Yıldırım’ın ölümü ile taht kavgası başladı. Yönetim de boşluk oldu. Yıldırım’ın oğulları Çelebi Mehmet ile kardeşi Süleyman ayrı ayrı saltanat kurma uğraşı verdiler. Nihayet Çelebi Mehmet Padişah oldu (1413-1421). On üç yılı devam eden kargaşa döneminde Çelebi Mehmet bütün kardeşlerini öldürttü.
II. Murat (1421-1451) dönemi Osmanlı İmparatorluğunun huzura kavuştuğu ve başarılara koştuğu dönemdir. “ Yoruldum, dinlenmem gerek” diyerek oğlu II. Mehmet’i padişah yapmış (1441) fakat başlayan savaş nedeni ile Çandarlı Halil Paşa’nın isteği ve dayatması üzerine tekrar II. Murat tekrar Padişah olmuştur. Üç yıl sonra yani 1444 de “Padişahlık oğlum Mehmet’indir” diyerek II. Mehmet yani Fatih Sultan Mehmet 17 yaşında padişah oldu (1444-1481) ve İstanbul’un fethini gerçekleştirdi (1453). Artık İstanbul Osmanlıların, Türklerindin. İstanbul’un fethi ile bir çağ kapanmış ve yeni bir çağ açılmıştır.
Fatih Sultan Mehmet, Bizanslılara çok hoşgörülü davrandı. Dini görevlerini rahatça yapmalarını sağladı, Patrikhane’ye dokunmadı. Bununla da yetinmedi Ermenilerin Bursa’daki Patrikhanelerinin İstanbul’a getirilmesine izin verdi.
Fatih Sultan Mehmet bir yandan, yeni yeni fetihlerle Osmanlı İmparatorluğunun sınırlarını genişletirken, bir yandan da meşhur Fatih Kanunnamesini çıkardı. Bu kanunname ile ileri bir adım atıldı. Devlet yönetimi yeni kurallara bağlandı. Fakat hala ürperti veren: “VE HER KİMSEYE EVLADIMDAN SALTANAT MÜYESSER OLA KARINDAŞLARKINI (kardeşlerini) NİZAMI ALEM İÇİN (Dünyanın düzenini korumak için) KATLETMEK (öldürmek9 MÜNASİPTİR (uygundur). EKSERK ULEME )alimlerin çoğu) TECVİZ (onay) ETMİŞTİR. ANINLA (onunla) AMEL OLALAR (bunu uygulayarak)” şeklindeki kanun maddesini koyarak, padişahların kardeşlerini öldürmelerini yasalaştırdı ve ilk uygulamayı kendi kardeşi olan altı aylık kundak çocuğu Hasan’ı öldürterek yaptı.
Fatih Kanunnamesini okuduktan ve o günden Osmanlının son yıllarına kadar gelen uygulamalar görüldükten sonra, Türk büyüğü olarak MUSTAFA KEMAL’ in ne denli büyük ve anlamlı devrimleri gerçekleştirdiğini anlamış oluruz. Mustafa Kemal Atatürk’ün kurduğu Cumhuriyet bütün bu tür uygulamalara son vermiş ve Türkü çelişkiler yumağının içinden çekip çıkarmıştır.

§ Kayıt listesi
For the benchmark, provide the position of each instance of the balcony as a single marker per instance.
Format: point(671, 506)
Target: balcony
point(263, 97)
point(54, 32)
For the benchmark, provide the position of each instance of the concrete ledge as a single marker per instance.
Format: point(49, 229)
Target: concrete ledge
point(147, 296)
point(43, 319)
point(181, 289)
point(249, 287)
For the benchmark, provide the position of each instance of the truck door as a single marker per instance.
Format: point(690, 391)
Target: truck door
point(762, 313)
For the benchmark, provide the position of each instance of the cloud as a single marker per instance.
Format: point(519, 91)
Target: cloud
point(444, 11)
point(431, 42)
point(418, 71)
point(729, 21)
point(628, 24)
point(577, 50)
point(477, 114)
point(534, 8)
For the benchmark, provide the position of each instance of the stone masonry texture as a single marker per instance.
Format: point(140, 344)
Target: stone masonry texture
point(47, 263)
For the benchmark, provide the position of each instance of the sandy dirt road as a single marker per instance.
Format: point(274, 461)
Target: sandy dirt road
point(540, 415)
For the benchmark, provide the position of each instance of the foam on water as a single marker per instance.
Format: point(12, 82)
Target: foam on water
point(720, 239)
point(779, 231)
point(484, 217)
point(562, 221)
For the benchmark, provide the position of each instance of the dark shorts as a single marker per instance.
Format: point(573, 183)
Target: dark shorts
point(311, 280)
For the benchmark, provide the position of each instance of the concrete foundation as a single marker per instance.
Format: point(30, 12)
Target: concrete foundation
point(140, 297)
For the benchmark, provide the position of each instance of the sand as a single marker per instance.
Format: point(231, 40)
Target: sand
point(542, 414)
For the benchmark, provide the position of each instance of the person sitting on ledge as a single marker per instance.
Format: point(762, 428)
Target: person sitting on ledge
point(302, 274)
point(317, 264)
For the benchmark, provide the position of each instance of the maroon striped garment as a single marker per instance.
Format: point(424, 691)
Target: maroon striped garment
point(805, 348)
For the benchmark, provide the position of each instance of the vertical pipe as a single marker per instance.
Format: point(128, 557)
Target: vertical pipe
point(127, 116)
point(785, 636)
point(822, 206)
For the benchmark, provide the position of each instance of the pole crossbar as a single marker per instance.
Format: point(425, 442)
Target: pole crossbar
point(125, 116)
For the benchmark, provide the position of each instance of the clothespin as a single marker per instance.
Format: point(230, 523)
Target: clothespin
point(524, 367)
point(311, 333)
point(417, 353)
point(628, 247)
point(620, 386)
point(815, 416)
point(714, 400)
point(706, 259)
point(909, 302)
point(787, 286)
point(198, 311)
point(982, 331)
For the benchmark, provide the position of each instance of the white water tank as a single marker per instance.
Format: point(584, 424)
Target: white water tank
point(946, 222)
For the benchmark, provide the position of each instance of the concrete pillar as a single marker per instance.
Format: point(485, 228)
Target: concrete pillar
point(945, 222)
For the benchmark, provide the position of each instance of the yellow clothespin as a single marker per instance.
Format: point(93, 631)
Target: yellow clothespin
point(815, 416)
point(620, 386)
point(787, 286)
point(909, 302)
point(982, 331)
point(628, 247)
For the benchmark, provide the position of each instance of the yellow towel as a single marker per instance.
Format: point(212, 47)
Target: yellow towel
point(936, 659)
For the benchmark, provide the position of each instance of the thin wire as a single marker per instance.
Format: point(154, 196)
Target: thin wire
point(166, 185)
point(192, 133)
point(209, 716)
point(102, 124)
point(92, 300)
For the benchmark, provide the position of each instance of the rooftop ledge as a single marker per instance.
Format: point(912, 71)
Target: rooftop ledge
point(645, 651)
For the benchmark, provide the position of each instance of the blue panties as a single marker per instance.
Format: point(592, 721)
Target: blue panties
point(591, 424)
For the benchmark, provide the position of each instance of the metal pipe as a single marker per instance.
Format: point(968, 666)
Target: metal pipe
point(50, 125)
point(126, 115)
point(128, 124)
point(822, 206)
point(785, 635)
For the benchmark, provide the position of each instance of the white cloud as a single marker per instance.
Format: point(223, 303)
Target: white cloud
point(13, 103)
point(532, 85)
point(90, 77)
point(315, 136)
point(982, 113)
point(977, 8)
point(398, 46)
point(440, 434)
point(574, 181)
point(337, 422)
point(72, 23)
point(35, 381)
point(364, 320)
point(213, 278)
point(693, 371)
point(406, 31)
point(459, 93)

§ Yapılacak iş
Osmanlı padişahlarını ve kardeş katlini anlatan metni bittiği yerden alıp sürdürün. Kayıtların bu işle hiçbir ilgisi yoktur.

§ Sorunun yanıtı
Fatih Sultan Mehmet döneminde Osmanlılar altın dönemini yaşadı. Karadeniz Trabzon Rum Pontus İmparatorluğunu ortadan kaldırdı. Balkanları topraklarına kattı. Fatih Sultan Mehmet’in ölümünden sonra iki oğlundan II. Beyazıt Padişah oldu (1481-1512). II. Beyazıt’ın bir ismi de Beyazıd-ı Veli’dir. Bu padişahın büyük başarısı iki asırdır Osmanlılara karşı direnen Karamanoğullarını 1501 de Osmanlılara katmaktır.
Fatih Sultan Mehmet’in diğer oğlu Cem Sultan, II. Beyazıt’ın padişah olması üzerine isyan etti. Bursa ‘da kendi Padişahlığını ilan etti. Ülkede kaos başladı. Sultan II. Beyazıt, Cem Sultanın üzerine gitti. Cem Sultan yurtdışına Malta’ya kaçtı, oradan İtalya’ya gitti. İtalyanlar tarafından Papaya teslim edildi. Papa tarafından Osmanlılara karşı kullanıldı ve nihayet 1495 de Napoli’de zehirlenerek öldürüldü. Cem Sultan’ın oğlu Oğuz da 9 yaşında Nizam-ı Alem için öldürüldü. Diğer oğlu Şehzade Murat, babasının sürgünü sırasında Rodos’a yerleşti. Bir İtalyan hanımla evlendi, Hıristiyan oldu Pierre adını aldı. Rodos’ta yaşadı, çoluk, çocuk sahibi oldu. Halen Malta’da yaşayan George Said-Zammid Cem Sultan’ın torunu olarak yaşamını sürdürmektedir.
Cem Sultan’a yapılanlar, II. Beyazıt’ı yıprattı. Kendisine veli denmesine karşı her türlü alemde bulunması affedilmedi ve tahttan indirilip yerine oğlu I. Selim Padişah oldu.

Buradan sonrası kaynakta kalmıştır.